Direction 1:
Print the passage of the biography excerpt starting with "He was well" and going on through "The Ingersoll House.".
Direction 2:
Answer these questions from the biography excerpt:
(a) How many miles from the boy's home was the village of Bethlehem?
(b) What was the name of the widow the boy boarded with?
(c) Besides being a good boy about the house, what was the boy, according to Mrs. Martha Ingersoll Scoville?

** BEGIN Source extract **

To remedy the marked defects in his training, noticed in the preceding chapter, something must be done, or this boy will fail not only of becoming a student but of acquiring even a decent common-school education. Mr. Brace’s select school was tried for a year, but with little benefit. After a good many family discussions and some correspondence it was decided to place him in a private school in the village of Bethlehem, seven miles distant from his home, under the care of Mr. Langdon, to begin study in earnest. Of this important era, his first going from home, we have not a syllable, as we are aware, from his own pen or lips. That there was a mingled feeling of pain at leaving home, of pleasure in the novelty, and a shrinking from the new faces and the new duties, every one who remembers this epoch in his own life can readily imagine. The ride, for a large part of the distance across a broad plateau that stretched away cold and strange like the Downs of England, was well calculated to awaken that yearning sadness which was so prominent a feature of his secret experiences from childhood, and gave in part that tone of melancholy which appears so markedly in everything that we know of him at this period.

Singularly enough, he boarded with the grandmother of the one who afterwards became his son-in-law and is now aiding to write this biography. Her name was Ingersoll, and she is well described as a “large-hearted, kindly woman, a widow, living in a great, comfortable farm-house where everything was free and unconstrained.”

He was well remembered by my mother, Mrs. Martha Ingersoll Scoville, who, being somewhat older than he, had him much under her care. She said he was always a good boy about the house, but very bashful. “I used to feel very sorry for him, he seemed so homesick. He liked to be off by himself, wandering around in the woods, and I don’t think he studied much.”

The Ingersoll House.

** END Source extract **
** BEGIN Data supplied **

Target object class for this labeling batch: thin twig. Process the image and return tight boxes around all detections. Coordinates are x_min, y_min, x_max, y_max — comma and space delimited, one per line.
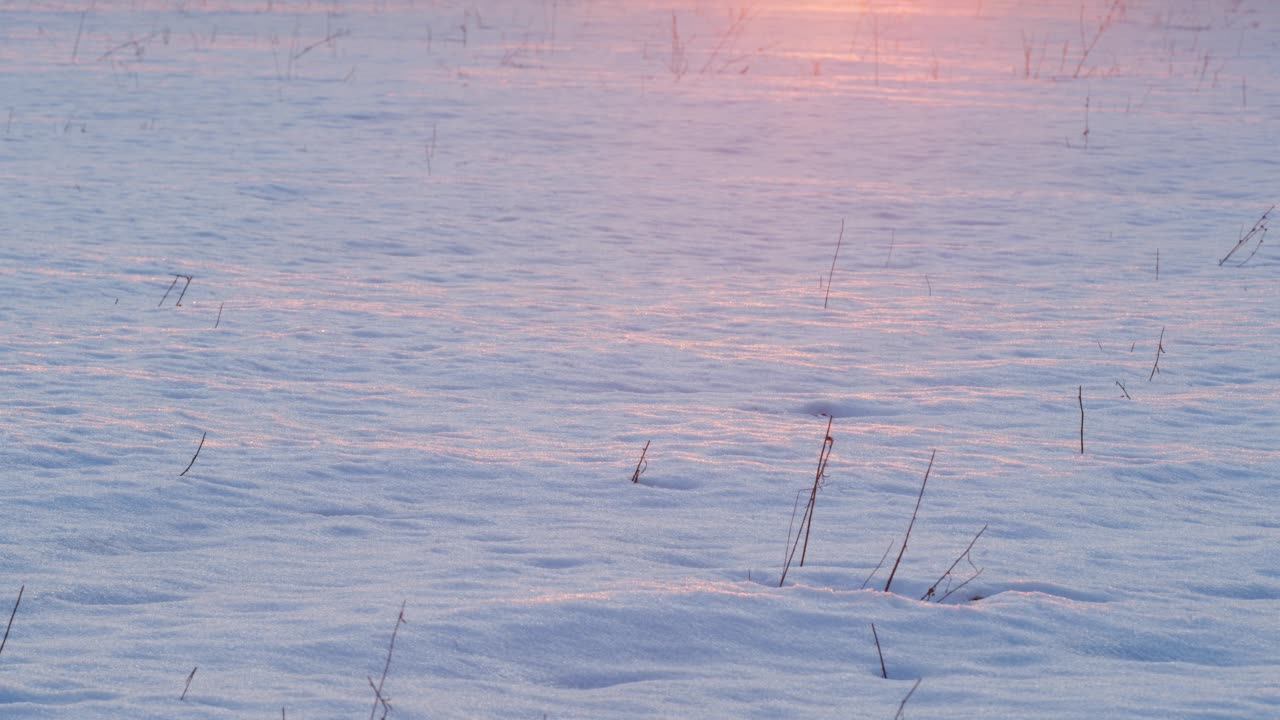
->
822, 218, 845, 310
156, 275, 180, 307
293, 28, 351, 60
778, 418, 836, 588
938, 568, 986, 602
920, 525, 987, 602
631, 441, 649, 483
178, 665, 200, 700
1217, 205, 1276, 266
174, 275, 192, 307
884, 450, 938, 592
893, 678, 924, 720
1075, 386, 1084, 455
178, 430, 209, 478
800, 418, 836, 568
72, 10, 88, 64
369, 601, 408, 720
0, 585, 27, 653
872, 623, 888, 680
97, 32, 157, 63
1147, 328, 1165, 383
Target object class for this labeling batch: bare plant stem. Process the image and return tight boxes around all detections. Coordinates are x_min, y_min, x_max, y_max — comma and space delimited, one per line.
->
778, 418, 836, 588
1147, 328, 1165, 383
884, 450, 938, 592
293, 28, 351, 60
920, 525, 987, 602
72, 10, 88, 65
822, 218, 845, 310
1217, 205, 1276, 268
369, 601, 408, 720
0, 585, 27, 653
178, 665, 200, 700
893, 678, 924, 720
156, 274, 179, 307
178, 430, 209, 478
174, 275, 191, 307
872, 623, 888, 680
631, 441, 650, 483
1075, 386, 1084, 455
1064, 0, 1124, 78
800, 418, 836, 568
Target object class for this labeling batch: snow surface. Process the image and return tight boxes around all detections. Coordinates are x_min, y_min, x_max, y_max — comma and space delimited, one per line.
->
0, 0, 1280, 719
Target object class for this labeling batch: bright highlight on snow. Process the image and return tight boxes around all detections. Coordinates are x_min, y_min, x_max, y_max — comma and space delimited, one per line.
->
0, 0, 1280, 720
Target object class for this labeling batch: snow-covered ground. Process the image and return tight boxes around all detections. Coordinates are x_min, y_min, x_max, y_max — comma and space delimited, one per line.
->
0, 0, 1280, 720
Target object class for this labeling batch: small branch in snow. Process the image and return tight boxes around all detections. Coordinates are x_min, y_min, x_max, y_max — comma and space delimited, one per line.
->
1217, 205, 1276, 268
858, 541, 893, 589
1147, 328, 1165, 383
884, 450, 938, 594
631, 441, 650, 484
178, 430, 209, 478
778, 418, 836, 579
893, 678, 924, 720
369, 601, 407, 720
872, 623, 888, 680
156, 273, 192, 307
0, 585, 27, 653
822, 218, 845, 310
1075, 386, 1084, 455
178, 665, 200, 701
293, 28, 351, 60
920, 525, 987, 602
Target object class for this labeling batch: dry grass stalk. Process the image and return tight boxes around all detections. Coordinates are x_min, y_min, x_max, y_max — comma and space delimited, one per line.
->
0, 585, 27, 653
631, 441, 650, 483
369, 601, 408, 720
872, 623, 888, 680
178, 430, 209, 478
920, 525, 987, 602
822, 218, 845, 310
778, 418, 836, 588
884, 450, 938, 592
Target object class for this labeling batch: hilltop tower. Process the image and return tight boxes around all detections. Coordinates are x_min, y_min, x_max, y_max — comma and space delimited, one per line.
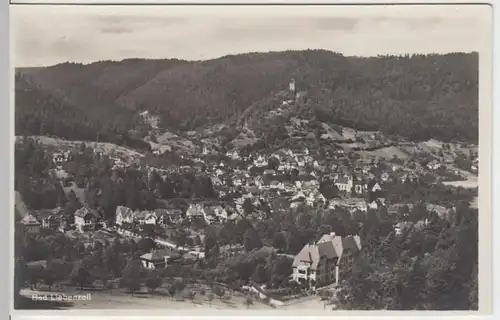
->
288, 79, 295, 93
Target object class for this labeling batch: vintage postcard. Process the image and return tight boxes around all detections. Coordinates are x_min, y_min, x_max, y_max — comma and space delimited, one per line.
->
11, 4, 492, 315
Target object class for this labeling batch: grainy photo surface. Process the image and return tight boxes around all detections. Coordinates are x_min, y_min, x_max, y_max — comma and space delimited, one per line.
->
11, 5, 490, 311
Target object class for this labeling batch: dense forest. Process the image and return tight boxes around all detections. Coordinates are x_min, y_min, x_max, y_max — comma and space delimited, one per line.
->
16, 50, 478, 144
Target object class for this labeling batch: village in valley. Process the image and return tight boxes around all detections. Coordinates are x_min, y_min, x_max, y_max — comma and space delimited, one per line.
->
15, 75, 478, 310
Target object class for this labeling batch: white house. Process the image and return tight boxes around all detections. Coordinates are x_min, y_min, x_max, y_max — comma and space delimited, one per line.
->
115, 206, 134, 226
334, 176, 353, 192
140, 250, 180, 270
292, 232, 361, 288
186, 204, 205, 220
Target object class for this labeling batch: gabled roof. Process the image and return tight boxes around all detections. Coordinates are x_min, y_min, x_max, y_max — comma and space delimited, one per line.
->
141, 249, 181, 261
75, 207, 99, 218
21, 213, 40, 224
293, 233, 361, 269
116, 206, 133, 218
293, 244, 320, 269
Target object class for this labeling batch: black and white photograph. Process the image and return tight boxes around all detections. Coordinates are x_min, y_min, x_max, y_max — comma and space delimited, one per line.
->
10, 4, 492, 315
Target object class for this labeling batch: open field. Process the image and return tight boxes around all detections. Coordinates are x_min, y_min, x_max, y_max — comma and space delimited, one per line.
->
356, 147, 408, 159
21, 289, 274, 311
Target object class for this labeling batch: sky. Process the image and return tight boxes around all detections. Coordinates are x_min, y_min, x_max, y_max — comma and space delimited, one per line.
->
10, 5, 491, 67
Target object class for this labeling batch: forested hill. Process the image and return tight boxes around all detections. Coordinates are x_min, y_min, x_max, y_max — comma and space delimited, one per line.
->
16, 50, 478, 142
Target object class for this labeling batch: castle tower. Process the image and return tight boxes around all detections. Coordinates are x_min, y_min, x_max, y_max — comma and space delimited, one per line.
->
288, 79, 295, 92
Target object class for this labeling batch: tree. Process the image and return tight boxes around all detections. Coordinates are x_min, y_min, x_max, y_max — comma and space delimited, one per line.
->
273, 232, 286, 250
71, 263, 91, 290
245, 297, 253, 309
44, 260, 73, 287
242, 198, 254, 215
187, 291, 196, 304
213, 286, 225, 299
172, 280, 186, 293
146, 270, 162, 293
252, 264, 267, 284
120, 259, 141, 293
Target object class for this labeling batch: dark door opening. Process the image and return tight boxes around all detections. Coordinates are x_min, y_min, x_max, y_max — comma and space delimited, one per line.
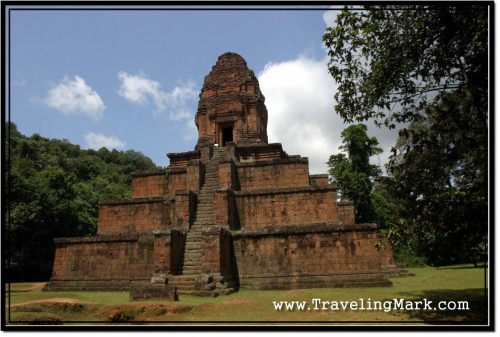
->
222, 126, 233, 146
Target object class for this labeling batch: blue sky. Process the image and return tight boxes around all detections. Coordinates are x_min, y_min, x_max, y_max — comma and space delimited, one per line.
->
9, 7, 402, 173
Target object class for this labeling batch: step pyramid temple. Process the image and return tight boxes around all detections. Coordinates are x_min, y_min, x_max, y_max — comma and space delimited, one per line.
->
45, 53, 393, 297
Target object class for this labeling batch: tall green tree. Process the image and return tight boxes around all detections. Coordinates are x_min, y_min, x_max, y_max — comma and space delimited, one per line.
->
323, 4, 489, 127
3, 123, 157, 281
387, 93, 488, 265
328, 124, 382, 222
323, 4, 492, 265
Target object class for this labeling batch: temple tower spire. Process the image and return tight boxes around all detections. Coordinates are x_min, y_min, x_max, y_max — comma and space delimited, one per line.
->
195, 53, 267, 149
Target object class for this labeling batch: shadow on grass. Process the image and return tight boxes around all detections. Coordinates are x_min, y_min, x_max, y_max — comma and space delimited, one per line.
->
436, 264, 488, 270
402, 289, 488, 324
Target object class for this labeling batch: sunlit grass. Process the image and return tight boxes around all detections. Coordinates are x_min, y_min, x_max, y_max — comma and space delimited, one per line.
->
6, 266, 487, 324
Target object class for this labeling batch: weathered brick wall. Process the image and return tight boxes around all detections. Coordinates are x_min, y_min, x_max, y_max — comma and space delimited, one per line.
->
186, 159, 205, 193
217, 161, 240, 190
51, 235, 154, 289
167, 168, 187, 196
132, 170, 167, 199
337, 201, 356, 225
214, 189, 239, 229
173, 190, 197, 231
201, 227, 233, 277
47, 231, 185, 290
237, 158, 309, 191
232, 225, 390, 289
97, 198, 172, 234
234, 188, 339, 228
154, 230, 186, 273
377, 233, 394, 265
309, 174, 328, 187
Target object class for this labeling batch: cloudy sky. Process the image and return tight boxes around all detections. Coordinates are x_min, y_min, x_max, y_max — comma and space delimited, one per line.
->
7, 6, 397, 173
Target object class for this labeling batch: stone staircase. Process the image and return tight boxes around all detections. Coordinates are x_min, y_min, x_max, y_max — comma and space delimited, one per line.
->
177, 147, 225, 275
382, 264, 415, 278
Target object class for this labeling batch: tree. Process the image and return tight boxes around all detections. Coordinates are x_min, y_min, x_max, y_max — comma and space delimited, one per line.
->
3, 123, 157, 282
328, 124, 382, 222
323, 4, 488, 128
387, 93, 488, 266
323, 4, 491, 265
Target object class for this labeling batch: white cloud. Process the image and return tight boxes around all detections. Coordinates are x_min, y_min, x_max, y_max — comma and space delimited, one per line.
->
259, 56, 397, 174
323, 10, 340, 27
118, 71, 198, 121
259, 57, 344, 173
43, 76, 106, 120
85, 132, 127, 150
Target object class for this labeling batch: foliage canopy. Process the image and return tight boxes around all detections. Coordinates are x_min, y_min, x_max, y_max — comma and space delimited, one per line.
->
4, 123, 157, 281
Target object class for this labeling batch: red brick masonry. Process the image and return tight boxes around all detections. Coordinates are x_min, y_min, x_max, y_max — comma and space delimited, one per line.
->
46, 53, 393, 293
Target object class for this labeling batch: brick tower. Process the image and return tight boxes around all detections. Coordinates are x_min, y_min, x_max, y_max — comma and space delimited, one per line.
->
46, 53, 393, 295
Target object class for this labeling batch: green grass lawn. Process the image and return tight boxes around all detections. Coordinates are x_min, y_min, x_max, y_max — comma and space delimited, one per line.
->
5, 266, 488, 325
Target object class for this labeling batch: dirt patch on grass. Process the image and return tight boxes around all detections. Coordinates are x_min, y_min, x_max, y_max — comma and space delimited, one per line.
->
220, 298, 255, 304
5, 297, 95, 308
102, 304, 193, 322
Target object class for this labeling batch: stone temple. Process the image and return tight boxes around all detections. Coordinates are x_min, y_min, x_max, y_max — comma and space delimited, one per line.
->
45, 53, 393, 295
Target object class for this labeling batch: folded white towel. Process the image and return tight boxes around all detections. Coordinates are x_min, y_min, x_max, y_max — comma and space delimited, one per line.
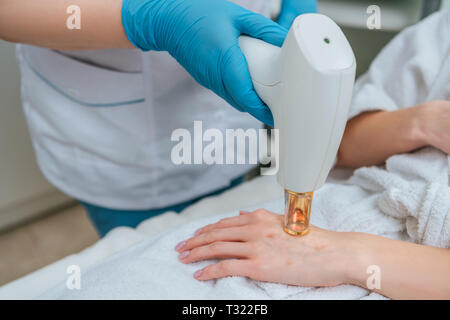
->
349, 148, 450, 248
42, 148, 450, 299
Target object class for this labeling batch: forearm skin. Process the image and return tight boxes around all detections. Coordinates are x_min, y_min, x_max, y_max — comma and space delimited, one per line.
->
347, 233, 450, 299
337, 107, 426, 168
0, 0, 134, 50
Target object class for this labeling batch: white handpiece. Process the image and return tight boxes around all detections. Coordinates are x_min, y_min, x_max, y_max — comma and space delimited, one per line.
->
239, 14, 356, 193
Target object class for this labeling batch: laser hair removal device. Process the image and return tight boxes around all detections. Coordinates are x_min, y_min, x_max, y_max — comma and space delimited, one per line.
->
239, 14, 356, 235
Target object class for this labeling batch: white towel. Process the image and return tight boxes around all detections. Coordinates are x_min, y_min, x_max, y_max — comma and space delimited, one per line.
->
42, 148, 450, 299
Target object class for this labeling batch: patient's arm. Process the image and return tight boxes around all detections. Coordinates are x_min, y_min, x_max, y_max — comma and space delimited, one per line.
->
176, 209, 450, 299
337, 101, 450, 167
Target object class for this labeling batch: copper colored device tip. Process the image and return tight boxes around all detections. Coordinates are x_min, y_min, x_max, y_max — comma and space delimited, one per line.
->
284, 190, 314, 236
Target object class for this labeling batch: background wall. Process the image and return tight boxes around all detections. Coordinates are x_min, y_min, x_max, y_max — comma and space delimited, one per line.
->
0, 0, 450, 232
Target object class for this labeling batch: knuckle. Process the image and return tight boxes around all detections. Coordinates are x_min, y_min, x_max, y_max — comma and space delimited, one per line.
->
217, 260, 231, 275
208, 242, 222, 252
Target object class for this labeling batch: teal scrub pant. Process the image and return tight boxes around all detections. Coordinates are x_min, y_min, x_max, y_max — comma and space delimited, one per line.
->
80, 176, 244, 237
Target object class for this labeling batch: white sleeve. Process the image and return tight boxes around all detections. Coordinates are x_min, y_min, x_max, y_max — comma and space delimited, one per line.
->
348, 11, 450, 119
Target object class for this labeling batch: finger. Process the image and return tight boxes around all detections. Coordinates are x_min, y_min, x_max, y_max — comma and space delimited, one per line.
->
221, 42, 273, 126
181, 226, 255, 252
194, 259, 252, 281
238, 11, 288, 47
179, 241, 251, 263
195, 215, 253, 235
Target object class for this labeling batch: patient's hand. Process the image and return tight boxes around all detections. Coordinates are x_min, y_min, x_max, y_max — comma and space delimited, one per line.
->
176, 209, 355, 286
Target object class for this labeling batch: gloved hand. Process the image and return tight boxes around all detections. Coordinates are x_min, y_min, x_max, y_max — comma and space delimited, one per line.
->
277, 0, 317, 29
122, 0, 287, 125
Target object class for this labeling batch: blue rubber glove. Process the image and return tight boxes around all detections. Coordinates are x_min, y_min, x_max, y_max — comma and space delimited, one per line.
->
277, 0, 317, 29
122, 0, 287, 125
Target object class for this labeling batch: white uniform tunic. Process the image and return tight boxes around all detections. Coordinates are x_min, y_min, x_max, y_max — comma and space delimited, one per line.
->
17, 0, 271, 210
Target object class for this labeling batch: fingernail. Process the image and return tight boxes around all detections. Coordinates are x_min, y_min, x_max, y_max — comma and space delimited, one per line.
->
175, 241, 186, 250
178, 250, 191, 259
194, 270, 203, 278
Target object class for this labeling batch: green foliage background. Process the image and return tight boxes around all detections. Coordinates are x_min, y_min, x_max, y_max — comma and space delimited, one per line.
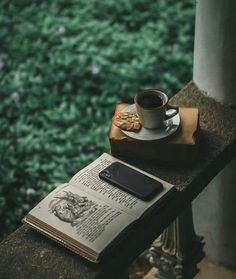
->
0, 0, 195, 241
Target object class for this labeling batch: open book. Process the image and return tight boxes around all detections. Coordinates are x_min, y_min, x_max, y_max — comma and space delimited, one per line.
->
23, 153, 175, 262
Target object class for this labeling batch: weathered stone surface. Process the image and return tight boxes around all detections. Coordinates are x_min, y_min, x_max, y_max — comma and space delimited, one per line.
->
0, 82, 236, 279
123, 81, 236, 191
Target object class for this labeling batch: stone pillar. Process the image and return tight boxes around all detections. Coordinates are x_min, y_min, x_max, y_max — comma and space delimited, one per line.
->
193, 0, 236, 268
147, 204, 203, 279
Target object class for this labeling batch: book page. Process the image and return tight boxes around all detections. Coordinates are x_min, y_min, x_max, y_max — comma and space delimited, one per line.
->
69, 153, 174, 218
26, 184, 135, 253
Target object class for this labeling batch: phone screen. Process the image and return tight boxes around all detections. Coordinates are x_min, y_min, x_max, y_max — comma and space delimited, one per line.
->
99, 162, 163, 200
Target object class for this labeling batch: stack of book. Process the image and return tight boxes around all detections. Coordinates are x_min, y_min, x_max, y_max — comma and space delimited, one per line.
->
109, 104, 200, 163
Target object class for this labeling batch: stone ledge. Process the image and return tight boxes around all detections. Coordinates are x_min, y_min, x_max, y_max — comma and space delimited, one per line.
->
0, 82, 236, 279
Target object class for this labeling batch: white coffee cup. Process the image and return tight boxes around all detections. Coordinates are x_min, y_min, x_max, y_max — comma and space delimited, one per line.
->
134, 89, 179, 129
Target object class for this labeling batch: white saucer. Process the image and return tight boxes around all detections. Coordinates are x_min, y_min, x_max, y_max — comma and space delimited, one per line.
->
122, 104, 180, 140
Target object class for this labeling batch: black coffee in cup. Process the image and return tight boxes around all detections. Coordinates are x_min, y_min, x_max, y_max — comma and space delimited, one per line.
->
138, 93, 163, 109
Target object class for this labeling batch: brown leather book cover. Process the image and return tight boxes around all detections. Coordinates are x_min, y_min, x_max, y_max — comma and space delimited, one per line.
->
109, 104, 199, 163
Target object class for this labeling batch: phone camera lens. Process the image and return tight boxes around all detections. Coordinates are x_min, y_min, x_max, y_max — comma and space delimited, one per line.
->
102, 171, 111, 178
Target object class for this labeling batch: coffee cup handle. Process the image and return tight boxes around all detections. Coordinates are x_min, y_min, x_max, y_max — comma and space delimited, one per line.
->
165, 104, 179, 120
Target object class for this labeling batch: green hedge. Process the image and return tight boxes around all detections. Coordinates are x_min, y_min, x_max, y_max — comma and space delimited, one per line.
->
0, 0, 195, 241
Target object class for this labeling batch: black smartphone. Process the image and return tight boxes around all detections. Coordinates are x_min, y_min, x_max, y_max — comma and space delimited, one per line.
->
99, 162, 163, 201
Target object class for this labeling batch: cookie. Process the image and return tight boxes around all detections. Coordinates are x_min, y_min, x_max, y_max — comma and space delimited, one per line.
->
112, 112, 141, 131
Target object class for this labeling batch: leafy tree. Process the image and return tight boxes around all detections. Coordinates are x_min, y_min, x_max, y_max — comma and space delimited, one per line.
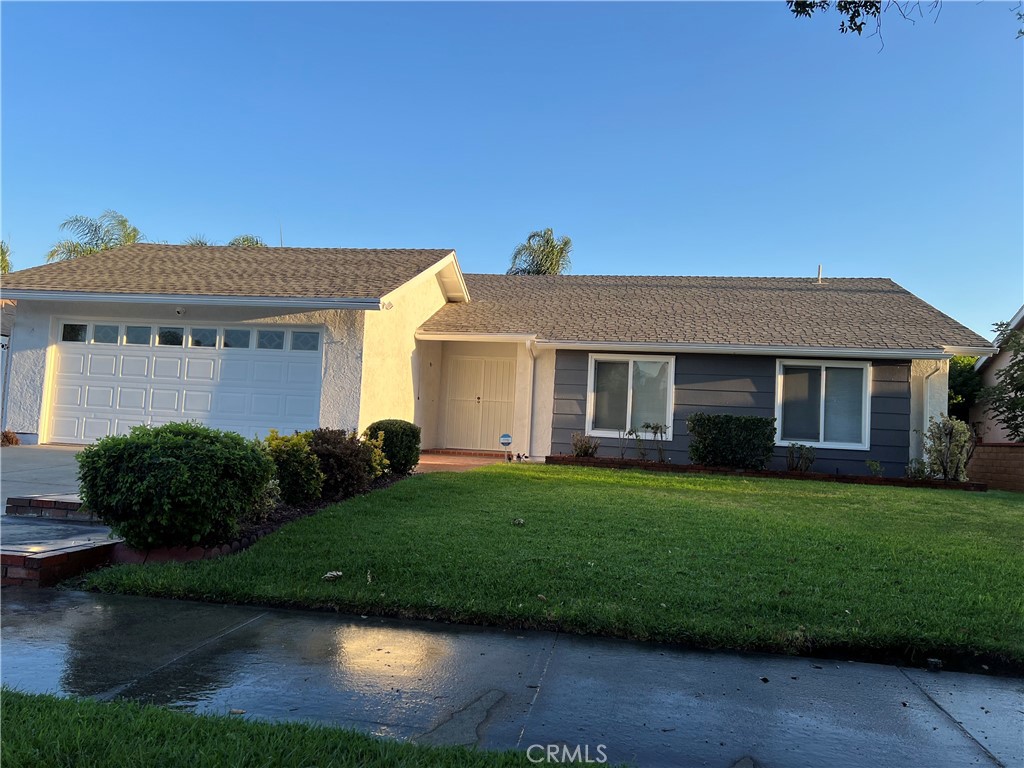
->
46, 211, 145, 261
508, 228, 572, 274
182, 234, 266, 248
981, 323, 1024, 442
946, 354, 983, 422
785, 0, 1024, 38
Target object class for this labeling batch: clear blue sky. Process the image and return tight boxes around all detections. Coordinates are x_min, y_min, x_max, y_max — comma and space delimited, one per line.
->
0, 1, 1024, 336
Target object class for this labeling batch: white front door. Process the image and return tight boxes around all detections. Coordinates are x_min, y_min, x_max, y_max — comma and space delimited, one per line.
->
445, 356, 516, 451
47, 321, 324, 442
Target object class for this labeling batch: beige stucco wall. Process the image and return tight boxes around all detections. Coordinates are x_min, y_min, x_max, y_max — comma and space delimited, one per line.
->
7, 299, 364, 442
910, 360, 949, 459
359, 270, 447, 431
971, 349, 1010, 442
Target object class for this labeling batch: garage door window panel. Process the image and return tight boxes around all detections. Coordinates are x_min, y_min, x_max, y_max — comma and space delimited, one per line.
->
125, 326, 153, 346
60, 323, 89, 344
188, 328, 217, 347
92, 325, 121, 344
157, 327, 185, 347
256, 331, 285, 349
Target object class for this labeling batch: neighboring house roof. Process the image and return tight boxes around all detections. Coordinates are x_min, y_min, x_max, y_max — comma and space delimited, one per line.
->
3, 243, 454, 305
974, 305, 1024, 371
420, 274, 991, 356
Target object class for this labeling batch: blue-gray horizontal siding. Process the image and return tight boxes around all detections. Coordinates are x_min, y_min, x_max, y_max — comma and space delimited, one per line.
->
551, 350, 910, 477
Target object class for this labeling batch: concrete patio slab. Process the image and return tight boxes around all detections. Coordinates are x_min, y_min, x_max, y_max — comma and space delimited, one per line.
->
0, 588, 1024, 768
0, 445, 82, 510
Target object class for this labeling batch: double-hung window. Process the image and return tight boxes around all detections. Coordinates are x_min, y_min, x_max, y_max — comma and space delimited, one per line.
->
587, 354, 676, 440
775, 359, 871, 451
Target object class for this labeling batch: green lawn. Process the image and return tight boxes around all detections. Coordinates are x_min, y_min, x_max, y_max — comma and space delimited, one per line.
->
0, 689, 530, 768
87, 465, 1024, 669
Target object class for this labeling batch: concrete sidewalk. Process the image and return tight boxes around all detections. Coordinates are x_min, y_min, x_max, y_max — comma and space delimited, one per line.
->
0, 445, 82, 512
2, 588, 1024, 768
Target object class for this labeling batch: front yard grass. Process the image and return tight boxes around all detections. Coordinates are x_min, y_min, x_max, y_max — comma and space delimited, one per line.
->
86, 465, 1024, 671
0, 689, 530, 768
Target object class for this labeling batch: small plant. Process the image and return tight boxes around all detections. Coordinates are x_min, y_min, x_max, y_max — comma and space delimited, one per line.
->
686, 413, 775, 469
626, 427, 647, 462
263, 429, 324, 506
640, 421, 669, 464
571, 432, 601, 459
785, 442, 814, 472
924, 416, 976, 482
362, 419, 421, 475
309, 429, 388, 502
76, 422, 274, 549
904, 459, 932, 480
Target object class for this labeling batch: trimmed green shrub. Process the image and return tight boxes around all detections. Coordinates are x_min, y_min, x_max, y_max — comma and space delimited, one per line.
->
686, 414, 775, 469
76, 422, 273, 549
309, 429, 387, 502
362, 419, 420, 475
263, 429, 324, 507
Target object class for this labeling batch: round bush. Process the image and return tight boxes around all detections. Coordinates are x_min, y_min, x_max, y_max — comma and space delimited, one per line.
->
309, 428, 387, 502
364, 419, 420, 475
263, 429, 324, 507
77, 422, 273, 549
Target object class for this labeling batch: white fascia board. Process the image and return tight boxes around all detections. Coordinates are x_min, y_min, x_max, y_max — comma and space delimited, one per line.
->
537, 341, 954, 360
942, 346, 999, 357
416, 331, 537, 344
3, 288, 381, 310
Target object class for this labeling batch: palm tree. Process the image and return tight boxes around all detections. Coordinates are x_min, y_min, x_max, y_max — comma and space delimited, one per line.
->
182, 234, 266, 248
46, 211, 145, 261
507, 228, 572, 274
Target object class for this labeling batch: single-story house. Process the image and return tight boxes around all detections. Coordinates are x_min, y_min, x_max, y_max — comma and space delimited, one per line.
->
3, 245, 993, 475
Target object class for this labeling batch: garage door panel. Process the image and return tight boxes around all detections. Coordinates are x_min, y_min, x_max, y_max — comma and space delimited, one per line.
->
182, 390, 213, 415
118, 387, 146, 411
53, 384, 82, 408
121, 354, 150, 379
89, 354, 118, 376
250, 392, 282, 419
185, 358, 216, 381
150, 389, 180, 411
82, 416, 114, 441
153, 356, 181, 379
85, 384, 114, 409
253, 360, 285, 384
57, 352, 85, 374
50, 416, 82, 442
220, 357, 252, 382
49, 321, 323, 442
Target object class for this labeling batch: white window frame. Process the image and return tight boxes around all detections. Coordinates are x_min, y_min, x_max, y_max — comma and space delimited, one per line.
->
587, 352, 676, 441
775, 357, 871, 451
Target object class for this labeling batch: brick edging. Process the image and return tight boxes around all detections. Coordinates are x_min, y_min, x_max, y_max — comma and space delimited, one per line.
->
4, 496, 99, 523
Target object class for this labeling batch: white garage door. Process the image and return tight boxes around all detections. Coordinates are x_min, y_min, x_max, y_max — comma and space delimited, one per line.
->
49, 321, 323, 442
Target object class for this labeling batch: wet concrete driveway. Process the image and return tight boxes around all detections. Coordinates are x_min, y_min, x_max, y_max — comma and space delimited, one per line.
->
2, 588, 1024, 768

** END Data supplied **

Written reply 1:
He was well remembered by my mother, Mrs. Martha Ingersoll Scoville, who, being somewhat older than he, had him much under her care. She said he was always a good boy about the house, but very bashful. “I used to feel very sorry for him, he seemed so homesick. He liked to be off by himself, wandering around in the woods, and I don’t think he studied much.”

The Ingersoll House.

Written reply 2:
(a) Seven miles.
(b) Ingersoll.
(c) Very bashful.